═════ Selection ═════

In general, OWASP TOP 10 outlines the most recurring application security weakness in the application security domain. However, it seems that some trending application security weakness are not listed under current TOP 10 categories after managing two bug bounty programs in the past two years and working as bug hunter in my free time. SSRF ,Cache Poisoning and subdomain takeover are some of these trending vulnerabilities not included in the latest OWASP TOP 10. I believe these vulnerability should get some attentions from security engineers as they could lead to severe security incident.

Sever Side Request Forgery (SSRF)

Server-side request forgery (also known as SSRF) is a web security vulnerability that allows an attacker to induce the server-side application to make HTTP requests to an arbitrary domain (behind the WAF or internal domain) of the attacker’s choosing.

How SSRF vulnerability could be introduced in your application?

Most likely, SSRF could be introduce when a public facing application allows an end use to add a URL as a parameter. For example, an application allows a user to pull the content, metadata from another web page by inputting the URL of a web page. Or an application allows its users to define a web hook (URL) and the application will send a request to the web hook URL.

What is the impact of SSRF vulnerability?

The severity of impact of successfully exploiting a SSRF could vary a lot depending on how the application is configured or implemented. Sometimes, the SSRF could only be used to scan open ports or IPs of the internal hosts to fingerprint the intranet of an organization. However, sometimes, SSRF could lead to the leakage of sensitive tokens or credentials of your application if your application is powered by AWS, Google Cloud or Azure. The root cause of the recent Capital One data breach was AWS credentials leakage through an SSRF exploitation.

How could you prevent SSRF vulnerability?

Multiple countermeasures could be employed to combat against SSRF by considering the use case of the applications. For example, URL whitelisting or Network segregation are two popular methods to use. URL blacklisting should not be your first preference when remediating the SSRF vulnerability. In a private bug bounty program I joined, the application is using blacklist, like, localhost, 127.0.0.1 to prevent a request to the localhost. However, I was able to bypass it by using http://[::] and http://0.0.0.0/ to bypass the blacklisting. In most of the case, I think network segregation could be a good option if that is affordable for your application.

Web Cache Poisoning

Web cache poisoning is an advanced attacking technology where an attacker exploits the behavior of a web server by modifying web cache with some malicious data and harmful HTTP response containing these malicious cached data is served to other legitimate users.

Why your application could be victim of the web cache poisoning attack?

═════

• Aim
In the piece on security weaknesses missing from the OWASP Top 10, what was the root cause of the Capital One data breach?

═════ Dataset excerpts ═════

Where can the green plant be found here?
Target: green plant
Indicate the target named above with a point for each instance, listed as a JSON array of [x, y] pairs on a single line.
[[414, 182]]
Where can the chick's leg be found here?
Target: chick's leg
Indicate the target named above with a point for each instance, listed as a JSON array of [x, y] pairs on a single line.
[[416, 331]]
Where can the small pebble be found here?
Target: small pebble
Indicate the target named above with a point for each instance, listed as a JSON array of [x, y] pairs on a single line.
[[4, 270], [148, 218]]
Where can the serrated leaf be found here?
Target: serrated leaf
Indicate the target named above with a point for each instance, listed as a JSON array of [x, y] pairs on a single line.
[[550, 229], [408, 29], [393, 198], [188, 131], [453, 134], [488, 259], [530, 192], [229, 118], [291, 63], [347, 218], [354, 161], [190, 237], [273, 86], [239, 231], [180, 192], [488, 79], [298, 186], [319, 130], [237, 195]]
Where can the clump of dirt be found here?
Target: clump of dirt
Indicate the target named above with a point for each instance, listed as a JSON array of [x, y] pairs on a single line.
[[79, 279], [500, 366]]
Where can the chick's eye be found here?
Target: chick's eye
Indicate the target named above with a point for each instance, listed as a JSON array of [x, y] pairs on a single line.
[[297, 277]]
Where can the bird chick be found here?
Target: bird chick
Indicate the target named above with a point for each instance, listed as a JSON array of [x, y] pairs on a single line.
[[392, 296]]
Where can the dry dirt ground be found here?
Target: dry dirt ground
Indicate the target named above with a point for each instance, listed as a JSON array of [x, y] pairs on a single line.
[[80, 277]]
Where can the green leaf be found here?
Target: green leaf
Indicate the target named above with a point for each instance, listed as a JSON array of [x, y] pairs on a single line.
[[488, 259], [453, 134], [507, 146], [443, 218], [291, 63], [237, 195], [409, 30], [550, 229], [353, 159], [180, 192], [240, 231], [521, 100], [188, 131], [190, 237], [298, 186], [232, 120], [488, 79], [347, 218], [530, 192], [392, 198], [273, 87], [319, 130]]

═════

• Written response
AWS credentials leakage through an SSRF exploitation.